Extrait du document |
------------

UN travail monumental. Il a fallu dix années de recherche à Bruno Prati, avant qu'il puisse soutenir, le 1er février dernier, sa thèse de 600 pages. Son nom : « La Fonte ardennaise et ses marchés - histoire d'une PME familiale dans un secteur en déclin (1926 - 1999). »*
Bruno Prati, autodidacte devenu directeur Export de la célèbre fonderie (1.300 salariés dont 700 dans les Ardennes, à Vrigne-aux-Bois, Vivier-au-Court et Haybes), a ébloui le jury de l'Université de Besançon, en autopsiant l'entreprise.
Mais pas seulement. « Je ne me suis pas limité à la monographie de la Fonte ardennaise, je l'ai incluse dans le contexte de la désindustrialisation », note le fringuant thésard de 64 ans.
Sa thèse revient sur les origines de cette saga industrielle et familiale, depuis la création en 1926 par Émile Cossardeaux qui, un an plus tard, allait s'associer à Émile Grosdidier. C'est à leur séparation, en 1934, qu'apparaît la raison sociale « Fonte ardennaise ».
Bruno Prati passe en revue les grandes figures de la « dynastie » : le « règne du fondateur » pendant 40 ans (1927-1967) marquée par les turbulences de la guerre, puis l'arrivée aux commandes de la deuxième génération (1968-1999), celle de Martial Grosdidier, mort accidentellement, et de son frère Gérard**.
Se défendant de toute « complaisance » (« Ma thèse n'est pas un outil de communication de la Fonte ardennaise », insiste-t-il), il réussit à trouver la bonne distance avec son sujet, accumulant les entretiens (plus de cent) et l'étude des textes (archives départementales, familiales, syndicales).
Sa thèse explore les mystères d'une petite PME qui n'a pas compté plus de vingt salariés jusqu'en 1946, puis ce qu'il appelle « son décollage » entre 1975 et 1999 (avec le rachat de fonderies en difficulté). Le petit poucet devient alors un géant de la fonte, sacré en 2011 avec la visite de Nicolas Sarkozy.
Les clefs de la réussite
L'autre grand intérêt de ce travail universitaire, c'est qu'il explique, en partie, le déclin industriel actuel.
Bruno Prati présente ainsi la Fonte ardennaise comme « un cas isolé dans un secteur en déclin ». « Étrangers aux schémas mentaux des fondeurs établis, Émile, le fondateur, puis Gérard Grosdidier développent une approche commerciale originale, qui différencie l'entreprise de la concurrence et autorise une logique de croissance. »

------------

Consigne 1 | Indiquez le nombre de lignes ci-dessous qui contiennent la chaîne « point ». Donnez ce nombre et rien d'autre.

------------

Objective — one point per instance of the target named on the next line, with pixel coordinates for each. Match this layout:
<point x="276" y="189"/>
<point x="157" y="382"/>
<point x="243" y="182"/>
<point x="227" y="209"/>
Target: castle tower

------------

Consigne 2 | Reprenez le texte sur la thèse consacrée à la Fonte ardennaise à la suite de sa dernière phrase.

Réponse 1 | 5

Réponse 2 |
Pour nous, Bruno Prati se fait même plus précis. « Le cœur de la stratégie de la Fonte ardennaise, c'est l'approche commerciale. Cette approche n'existait pas dans le secteur. Les fonderies attendaient le client en jouant tout sur leur réputation, selon un modèle basé sur la demande. Quand le marché a basculé du côté de l'offre, tout le secteur a connu des difficultés, mais pas la Fonte ardennaise, dont la stratégie était différente depuis l'origine. »
* À l'avenir, elle pourrait donner lieu, dans un format plus court, à une publication aux Presses universitaires de France.
** Bruno Prati n'aborde pas la troisième génération, celle de Nicolas Grosdidier (neveu de Gérard), qui prend les rênes en 2002, après un « intérim » de deux ans effectué par… Bruno Prati lui-même.
Patron à 28 ans, bachelier à 39 !
Étonnant parcours que celui de Bruno Prati. Et bel exemple pour beaucoup d'Ardennais qui, pour une raison ou une autre, ont arrêté leurs études et souhaitent les reprendre.
Natif de Vrigne, le jeune Ardennais a 20 ans en 1968. Il croque la vie à pleines dents et, déjà, voyage beaucoup. Il a interrompu très tôt sa scolarité, mais a acquis le goût des langues. Au milieu des années 70, son bagage est vide de tout diplôme (il est vaguement apprenti bûcheron), mais il en parle déjà cinq.
En 1976, il entre comme « simple manœuvre » à la Fonte ardennaise.
Puis il saisit l'opportunité de sa vie. « En 1977, l'entreprise a créé un service Export. J'ai sauté sur l'occasion, et j'ai très vite pris en charge l'export sur la Hollande, puis l'Allemagne. »
Il a alors 28 ans. Et toujours pas de diplôme. « Au niveau de ma formation, j'ai senti peu à peu que le fait d'être autodidacte allait me limiter. En 1987, à 39 ans, j'ai alors décidé de passer le bac, et je l'ai obtenu. »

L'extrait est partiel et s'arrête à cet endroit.